THE PROBLEM:
Everything from the line containing "Pick out the green meadow" to the final line of the records below should be given again exactly, and nothing else.

Excerpts from point annotation data
::::::
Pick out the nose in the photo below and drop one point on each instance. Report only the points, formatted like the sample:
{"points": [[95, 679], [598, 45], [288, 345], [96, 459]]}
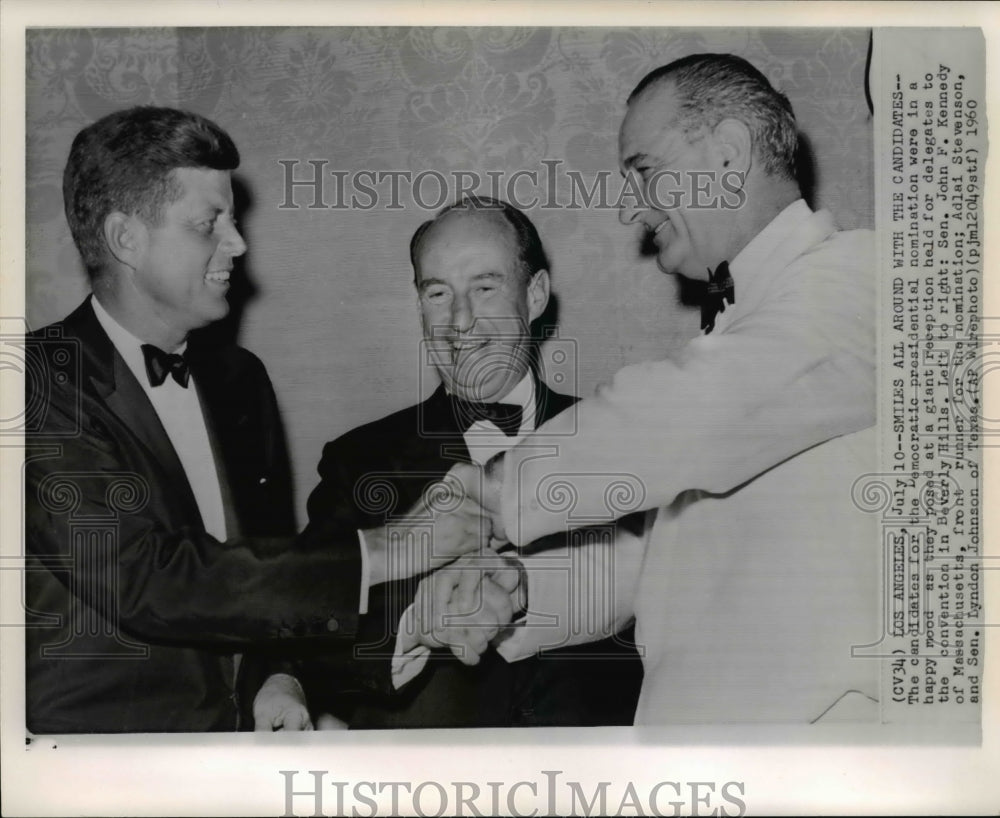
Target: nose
{"points": [[631, 204], [461, 313], [233, 242]]}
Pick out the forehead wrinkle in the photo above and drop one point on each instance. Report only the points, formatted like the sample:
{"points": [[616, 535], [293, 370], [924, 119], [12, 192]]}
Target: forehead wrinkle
{"points": [[486, 216]]}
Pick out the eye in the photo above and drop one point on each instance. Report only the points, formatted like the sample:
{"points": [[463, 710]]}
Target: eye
{"points": [[436, 295]]}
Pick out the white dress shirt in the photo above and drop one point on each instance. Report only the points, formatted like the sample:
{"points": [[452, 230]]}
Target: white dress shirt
{"points": [[760, 574], [180, 412], [484, 439]]}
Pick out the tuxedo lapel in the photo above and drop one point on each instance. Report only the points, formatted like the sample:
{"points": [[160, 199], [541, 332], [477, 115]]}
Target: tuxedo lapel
{"points": [[548, 404], [108, 378]]}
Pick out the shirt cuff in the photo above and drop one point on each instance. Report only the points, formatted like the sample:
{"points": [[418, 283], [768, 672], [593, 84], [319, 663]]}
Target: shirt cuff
{"points": [[408, 659], [365, 575]]}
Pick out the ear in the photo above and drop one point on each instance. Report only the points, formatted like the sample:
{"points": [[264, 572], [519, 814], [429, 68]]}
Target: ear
{"points": [[124, 237], [538, 294], [734, 144]]}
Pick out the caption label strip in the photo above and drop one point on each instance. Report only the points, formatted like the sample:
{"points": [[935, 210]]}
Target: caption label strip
{"points": [[930, 160]]}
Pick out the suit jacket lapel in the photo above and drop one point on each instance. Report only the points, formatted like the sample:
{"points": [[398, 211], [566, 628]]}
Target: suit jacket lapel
{"points": [[438, 436], [548, 404], [108, 377]]}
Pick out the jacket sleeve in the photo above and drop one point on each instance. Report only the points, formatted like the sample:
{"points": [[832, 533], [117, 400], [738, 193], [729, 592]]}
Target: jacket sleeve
{"points": [[350, 497], [161, 584]]}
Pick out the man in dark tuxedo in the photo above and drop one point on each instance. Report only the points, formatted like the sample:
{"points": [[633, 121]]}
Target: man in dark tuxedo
{"points": [[482, 279], [158, 514]]}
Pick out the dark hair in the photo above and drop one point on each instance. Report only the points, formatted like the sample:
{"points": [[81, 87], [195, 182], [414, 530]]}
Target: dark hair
{"points": [[531, 254], [712, 87], [122, 162]]}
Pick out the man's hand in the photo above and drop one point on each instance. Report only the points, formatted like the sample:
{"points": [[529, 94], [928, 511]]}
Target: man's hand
{"points": [[444, 524], [465, 605], [280, 704]]}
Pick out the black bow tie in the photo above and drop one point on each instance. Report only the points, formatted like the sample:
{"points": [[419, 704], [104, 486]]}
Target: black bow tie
{"points": [[505, 416], [720, 292], [159, 364]]}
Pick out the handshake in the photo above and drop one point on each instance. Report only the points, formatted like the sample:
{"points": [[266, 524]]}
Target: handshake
{"points": [[454, 532]]}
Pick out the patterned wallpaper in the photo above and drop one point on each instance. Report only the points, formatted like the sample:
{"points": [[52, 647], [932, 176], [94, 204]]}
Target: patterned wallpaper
{"points": [[327, 300]]}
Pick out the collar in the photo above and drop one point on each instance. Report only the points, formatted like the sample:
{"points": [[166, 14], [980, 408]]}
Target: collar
{"points": [[754, 269], [523, 395], [128, 346]]}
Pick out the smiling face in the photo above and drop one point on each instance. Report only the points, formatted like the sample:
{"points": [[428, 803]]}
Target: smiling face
{"points": [[661, 158], [182, 263], [477, 304]]}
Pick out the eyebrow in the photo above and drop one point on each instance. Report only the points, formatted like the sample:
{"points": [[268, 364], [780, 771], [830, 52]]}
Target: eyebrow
{"points": [[490, 275]]}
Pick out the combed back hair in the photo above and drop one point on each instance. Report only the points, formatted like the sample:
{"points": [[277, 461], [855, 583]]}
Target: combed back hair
{"points": [[713, 87], [123, 162], [531, 253]]}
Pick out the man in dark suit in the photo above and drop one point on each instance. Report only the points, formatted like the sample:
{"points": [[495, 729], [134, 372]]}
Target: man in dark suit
{"points": [[158, 515], [482, 279]]}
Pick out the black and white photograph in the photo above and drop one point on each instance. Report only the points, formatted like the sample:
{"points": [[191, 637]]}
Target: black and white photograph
{"points": [[385, 385]]}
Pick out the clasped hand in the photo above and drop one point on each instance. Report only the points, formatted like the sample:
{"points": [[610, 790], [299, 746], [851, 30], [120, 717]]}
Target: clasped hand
{"points": [[447, 522], [465, 605]]}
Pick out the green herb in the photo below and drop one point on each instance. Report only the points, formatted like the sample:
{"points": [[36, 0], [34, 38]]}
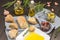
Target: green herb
{"points": [[39, 7], [26, 2], [57, 31], [9, 4]]}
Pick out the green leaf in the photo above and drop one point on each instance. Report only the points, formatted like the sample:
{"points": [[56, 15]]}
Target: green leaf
{"points": [[9, 4], [25, 2], [39, 7]]}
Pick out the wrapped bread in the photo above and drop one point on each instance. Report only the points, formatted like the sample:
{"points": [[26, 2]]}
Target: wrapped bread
{"points": [[13, 33], [32, 20], [9, 18], [22, 22], [13, 26]]}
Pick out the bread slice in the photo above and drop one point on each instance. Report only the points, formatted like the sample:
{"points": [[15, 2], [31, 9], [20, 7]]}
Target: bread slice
{"points": [[13, 26], [22, 22], [9, 18], [13, 33], [32, 20]]}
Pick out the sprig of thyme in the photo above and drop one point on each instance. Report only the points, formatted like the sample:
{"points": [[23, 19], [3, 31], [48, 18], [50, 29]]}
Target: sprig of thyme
{"points": [[26, 2], [9, 4], [39, 6]]}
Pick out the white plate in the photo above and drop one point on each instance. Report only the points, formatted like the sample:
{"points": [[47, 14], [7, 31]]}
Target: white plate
{"points": [[21, 37]]}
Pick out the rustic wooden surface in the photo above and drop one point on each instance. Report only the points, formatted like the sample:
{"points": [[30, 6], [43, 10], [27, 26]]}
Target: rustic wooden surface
{"points": [[2, 26]]}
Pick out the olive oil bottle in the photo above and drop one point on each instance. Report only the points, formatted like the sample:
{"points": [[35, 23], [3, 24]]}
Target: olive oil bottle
{"points": [[18, 8], [31, 8]]}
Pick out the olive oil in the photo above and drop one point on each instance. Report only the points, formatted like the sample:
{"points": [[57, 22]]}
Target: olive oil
{"points": [[18, 8], [31, 8]]}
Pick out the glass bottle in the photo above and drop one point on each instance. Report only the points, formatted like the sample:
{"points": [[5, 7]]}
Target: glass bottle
{"points": [[18, 8], [31, 8]]}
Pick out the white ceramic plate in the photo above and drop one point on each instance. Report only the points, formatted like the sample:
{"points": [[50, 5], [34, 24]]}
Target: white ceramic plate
{"points": [[21, 37]]}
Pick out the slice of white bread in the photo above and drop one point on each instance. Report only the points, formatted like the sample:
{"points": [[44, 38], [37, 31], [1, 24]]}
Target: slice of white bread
{"points": [[13, 26], [22, 22], [32, 20], [9, 18], [13, 33]]}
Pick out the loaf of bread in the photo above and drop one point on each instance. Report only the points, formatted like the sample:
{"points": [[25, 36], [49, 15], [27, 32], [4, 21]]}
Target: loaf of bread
{"points": [[13, 26], [32, 20], [13, 33], [22, 22], [9, 18]]}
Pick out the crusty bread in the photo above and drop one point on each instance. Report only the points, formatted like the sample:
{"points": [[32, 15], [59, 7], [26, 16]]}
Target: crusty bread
{"points": [[22, 22], [9, 18], [32, 20], [13, 33], [13, 26]]}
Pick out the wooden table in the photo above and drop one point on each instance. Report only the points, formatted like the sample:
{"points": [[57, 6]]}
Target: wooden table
{"points": [[2, 26]]}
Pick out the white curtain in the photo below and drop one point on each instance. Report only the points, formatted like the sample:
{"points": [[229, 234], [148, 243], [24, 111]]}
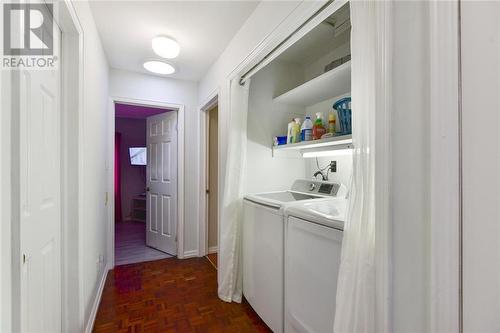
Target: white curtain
{"points": [[230, 268], [362, 299]]}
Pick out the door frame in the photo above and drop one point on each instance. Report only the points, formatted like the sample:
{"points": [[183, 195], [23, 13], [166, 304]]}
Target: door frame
{"points": [[179, 108], [210, 103]]}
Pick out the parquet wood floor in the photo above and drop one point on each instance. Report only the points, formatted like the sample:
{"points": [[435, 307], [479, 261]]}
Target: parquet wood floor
{"points": [[212, 257], [170, 295]]}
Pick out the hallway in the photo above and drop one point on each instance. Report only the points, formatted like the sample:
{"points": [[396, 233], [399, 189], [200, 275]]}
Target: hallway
{"points": [[170, 295], [130, 244]]}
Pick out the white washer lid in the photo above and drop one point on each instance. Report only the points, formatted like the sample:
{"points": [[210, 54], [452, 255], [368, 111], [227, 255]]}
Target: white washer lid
{"points": [[330, 212]]}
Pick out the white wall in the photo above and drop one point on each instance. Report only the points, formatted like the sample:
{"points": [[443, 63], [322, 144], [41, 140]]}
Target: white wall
{"points": [[266, 18], [267, 119], [410, 168], [94, 223], [5, 203], [147, 87], [481, 165]]}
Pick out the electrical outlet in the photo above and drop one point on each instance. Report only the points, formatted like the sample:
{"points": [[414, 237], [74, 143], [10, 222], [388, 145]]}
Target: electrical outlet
{"points": [[333, 166]]}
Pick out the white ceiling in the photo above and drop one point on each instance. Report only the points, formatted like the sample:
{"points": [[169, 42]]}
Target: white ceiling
{"points": [[202, 28]]}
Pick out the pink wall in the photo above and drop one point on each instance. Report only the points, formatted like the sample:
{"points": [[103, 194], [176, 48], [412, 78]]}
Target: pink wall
{"points": [[133, 177]]}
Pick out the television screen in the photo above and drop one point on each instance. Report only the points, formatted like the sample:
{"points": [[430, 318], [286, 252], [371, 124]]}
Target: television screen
{"points": [[138, 155]]}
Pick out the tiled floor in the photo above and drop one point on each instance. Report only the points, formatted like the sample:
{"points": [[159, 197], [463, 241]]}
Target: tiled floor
{"points": [[130, 244], [170, 295]]}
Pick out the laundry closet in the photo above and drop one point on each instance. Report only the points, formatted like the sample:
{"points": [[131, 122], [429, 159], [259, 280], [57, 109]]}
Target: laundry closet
{"points": [[298, 177], [294, 85]]}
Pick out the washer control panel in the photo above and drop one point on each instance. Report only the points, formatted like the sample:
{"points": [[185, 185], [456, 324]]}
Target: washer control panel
{"points": [[317, 187]]}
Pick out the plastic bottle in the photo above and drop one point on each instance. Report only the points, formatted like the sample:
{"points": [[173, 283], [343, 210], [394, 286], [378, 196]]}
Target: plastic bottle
{"points": [[318, 128], [296, 131], [289, 133], [306, 129], [331, 122]]}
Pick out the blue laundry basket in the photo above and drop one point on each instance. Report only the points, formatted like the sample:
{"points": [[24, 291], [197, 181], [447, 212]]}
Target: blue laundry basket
{"points": [[343, 107]]}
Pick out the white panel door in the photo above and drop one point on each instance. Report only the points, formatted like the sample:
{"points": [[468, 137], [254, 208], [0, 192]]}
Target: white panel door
{"points": [[161, 200], [481, 165], [40, 200]]}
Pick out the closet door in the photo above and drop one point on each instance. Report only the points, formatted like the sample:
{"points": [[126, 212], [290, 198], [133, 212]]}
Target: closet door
{"points": [[481, 165]]}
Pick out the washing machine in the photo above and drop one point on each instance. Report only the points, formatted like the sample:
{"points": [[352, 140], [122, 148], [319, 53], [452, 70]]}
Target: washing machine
{"points": [[263, 244], [313, 244]]}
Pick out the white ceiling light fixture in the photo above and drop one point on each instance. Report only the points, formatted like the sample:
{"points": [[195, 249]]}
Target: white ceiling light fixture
{"points": [[165, 47], [159, 67]]}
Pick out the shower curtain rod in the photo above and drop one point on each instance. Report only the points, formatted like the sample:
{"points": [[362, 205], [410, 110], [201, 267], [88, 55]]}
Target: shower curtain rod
{"points": [[267, 58]]}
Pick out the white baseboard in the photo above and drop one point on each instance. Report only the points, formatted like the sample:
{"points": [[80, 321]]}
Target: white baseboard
{"points": [[190, 254], [90, 323]]}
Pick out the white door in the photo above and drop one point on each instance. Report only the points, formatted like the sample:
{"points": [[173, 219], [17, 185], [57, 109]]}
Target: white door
{"points": [[40, 200], [161, 199], [480, 53]]}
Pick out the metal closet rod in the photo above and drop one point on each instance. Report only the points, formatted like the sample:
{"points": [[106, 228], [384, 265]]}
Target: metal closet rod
{"points": [[251, 71]]}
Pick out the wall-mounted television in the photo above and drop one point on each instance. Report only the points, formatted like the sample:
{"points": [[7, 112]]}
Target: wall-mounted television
{"points": [[138, 155]]}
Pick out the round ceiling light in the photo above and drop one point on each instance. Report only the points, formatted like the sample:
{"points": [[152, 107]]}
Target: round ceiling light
{"points": [[165, 47], [159, 67]]}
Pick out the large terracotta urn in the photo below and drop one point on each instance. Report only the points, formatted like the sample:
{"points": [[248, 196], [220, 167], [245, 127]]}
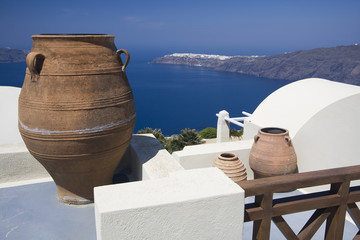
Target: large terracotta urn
{"points": [[231, 166], [76, 111], [272, 153]]}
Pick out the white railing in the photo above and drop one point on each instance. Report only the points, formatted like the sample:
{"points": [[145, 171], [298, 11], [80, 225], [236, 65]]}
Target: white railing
{"points": [[223, 126]]}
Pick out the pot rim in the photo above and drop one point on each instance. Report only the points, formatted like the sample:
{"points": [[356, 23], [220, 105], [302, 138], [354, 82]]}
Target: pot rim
{"points": [[282, 132], [228, 156]]}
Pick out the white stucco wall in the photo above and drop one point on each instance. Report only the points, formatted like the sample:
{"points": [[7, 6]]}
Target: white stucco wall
{"points": [[323, 119], [193, 204]]}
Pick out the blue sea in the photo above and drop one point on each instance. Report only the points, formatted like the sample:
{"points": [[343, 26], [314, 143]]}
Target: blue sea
{"points": [[175, 97]]}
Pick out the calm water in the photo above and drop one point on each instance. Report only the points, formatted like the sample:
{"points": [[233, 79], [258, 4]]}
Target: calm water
{"points": [[174, 97]]}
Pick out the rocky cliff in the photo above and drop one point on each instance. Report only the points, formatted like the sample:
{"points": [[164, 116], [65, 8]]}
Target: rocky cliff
{"points": [[10, 55], [340, 64]]}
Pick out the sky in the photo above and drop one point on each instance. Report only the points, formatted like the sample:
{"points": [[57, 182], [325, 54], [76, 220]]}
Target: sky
{"points": [[240, 27]]}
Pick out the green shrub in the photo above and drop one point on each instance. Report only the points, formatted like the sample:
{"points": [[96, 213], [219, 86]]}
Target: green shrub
{"points": [[190, 137], [208, 132], [156, 132], [175, 142]]}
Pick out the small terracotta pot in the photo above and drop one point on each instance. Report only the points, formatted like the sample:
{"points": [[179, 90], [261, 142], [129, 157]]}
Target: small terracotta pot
{"points": [[272, 153], [231, 165]]}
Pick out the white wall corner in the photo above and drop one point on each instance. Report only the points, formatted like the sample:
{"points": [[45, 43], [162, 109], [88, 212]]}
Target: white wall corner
{"points": [[193, 204], [148, 159]]}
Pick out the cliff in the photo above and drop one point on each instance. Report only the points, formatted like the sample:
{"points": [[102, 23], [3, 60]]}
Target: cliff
{"points": [[340, 64], [10, 55]]}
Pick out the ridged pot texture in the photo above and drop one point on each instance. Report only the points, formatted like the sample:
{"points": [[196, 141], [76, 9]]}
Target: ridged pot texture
{"points": [[232, 166], [76, 110], [272, 153]]}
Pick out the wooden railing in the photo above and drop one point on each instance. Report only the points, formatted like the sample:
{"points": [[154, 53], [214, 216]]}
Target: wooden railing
{"points": [[330, 205]]}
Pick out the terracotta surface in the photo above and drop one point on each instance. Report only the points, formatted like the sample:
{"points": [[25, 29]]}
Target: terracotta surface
{"points": [[272, 153], [231, 165], [76, 110]]}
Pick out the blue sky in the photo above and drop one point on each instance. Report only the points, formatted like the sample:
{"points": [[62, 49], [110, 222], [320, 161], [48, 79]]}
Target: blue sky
{"points": [[221, 27]]}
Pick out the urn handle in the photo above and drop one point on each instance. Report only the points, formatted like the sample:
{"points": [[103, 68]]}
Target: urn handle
{"points": [[119, 52], [35, 61], [288, 140]]}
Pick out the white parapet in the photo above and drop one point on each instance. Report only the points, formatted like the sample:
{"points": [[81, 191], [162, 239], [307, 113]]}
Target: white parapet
{"points": [[193, 204], [223, 128], [202, 156]]}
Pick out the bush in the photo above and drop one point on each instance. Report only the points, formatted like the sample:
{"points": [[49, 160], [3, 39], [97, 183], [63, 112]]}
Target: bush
{"points": [[190, 137], [208, 132], [175, 142]]}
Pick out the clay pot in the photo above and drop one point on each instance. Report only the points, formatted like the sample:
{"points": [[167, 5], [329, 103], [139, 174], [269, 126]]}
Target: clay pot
{"points": [[230, 164], [272, 153], [76, 111]]}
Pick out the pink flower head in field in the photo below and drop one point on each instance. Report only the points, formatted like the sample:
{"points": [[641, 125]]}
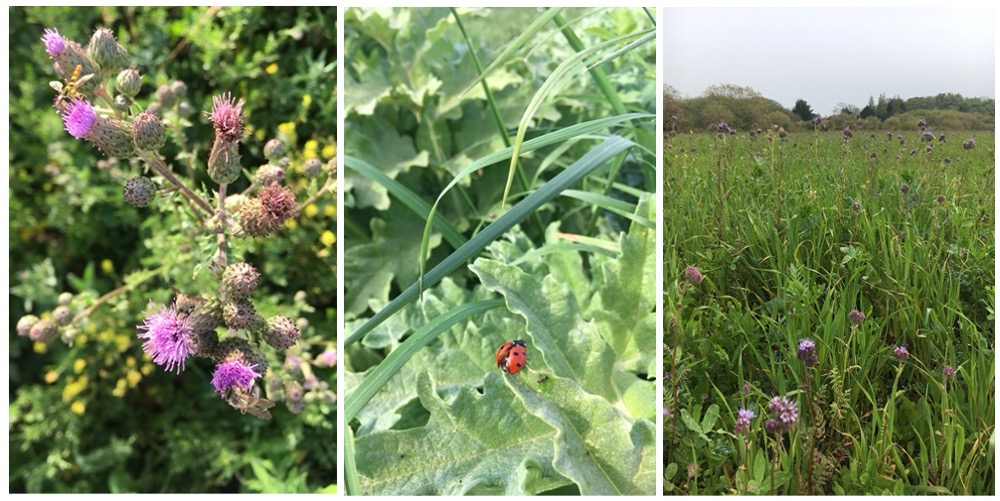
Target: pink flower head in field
{"points": [[55, 44], [742, 426], [693, 275], [900, 352], [856, 317]]}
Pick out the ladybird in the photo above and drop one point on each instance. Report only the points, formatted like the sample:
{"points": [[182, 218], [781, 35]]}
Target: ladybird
{"points": [[512, 356]]}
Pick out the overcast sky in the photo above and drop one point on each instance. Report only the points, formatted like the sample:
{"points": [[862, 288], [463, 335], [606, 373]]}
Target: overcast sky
{"points": [[831, 55]]}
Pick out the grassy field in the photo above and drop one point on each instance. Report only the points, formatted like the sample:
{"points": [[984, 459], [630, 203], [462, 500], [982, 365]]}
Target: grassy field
{"points": [[839, 291]]}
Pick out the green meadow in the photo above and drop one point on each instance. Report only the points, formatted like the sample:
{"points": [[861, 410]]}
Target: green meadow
{"points": [[773, 239]]}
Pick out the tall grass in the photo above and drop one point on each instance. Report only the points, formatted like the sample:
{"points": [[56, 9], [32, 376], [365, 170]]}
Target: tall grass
{"points": [[792, 234]]}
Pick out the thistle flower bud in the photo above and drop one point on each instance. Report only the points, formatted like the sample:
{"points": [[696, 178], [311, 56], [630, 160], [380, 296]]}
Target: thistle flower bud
{"points": [[129, 82], [148, 132], [224, 161], [807, 353], [281, 332], [312, 167], [278, 203], [178, 87], [203, 343], [62, 315], [67, 55], [139, 191], [239, 280], [44, 331], [110, 135], [165, 96], [269, 174], [240, 314], [274, 149], [238, 349], [106, 51], [24, 325]]}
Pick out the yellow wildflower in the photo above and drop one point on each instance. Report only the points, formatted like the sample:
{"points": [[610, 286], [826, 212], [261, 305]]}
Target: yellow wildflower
{"points": [[120, 386]]}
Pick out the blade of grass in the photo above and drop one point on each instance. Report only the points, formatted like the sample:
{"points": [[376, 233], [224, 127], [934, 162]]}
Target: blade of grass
{"points": [[573, 174], [562, 135], [406, 196], [380, 375], [566, 71]]}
::::::
SOLUTION TO THIS EXERCISE:
Pick out the green meadow in the photo above and drop one point on each instance. Report only the points, formatted like the sample:
{"points": [[861, 410]]}
Target: green meadow
{"points": [[773, 239]]}
Pick out the tall grass in the photo above and drop one point on each instance. Report only the points, formatted like the sample:
{"points": [[56, 9], [32, 376], [365, 170]]}
Target: tall grass
{"points": [[792, 234]]}
Pick out the thistle flower bud in the photo above and drop one point on each instance. Report only the points, formatted like the sample:
{"points": [[696, 178], [311, 56], [630, 160], [380, 296]]}
Target: thistle flower bud
{"points": [[129, 82], [148, 132], [224, 161], [807, 353], [281, 332], [312, 167], [278, 203], [178, 87], [203, 343], [62, 315], [67, 55], [139, 191], [239, 280], [44, 331], [110, 135], [165, 96], [269, 174], [240, 314], [274, 149], [238, 349], [106, 51], [24, 325]]}
Pick out the yellow wildflower in the photo above and drop one point on each instance. Report only the points, formatted like the sample:
{"points": [[610, 286], [826, 212], [261, 305]]}
Target: yellow wildflower
{"points": [[120, 386]]}
Pick out the blade of grass in the photo above and drop one point on each instance. Report only the points, formatted like the sample:
{"points": [[376, 233], [224, 127], [934, 162]]}
Target: blade of grass
{"points": [[573, 174], [562, 135], [406, 196], [380, 375], [566, 71]]}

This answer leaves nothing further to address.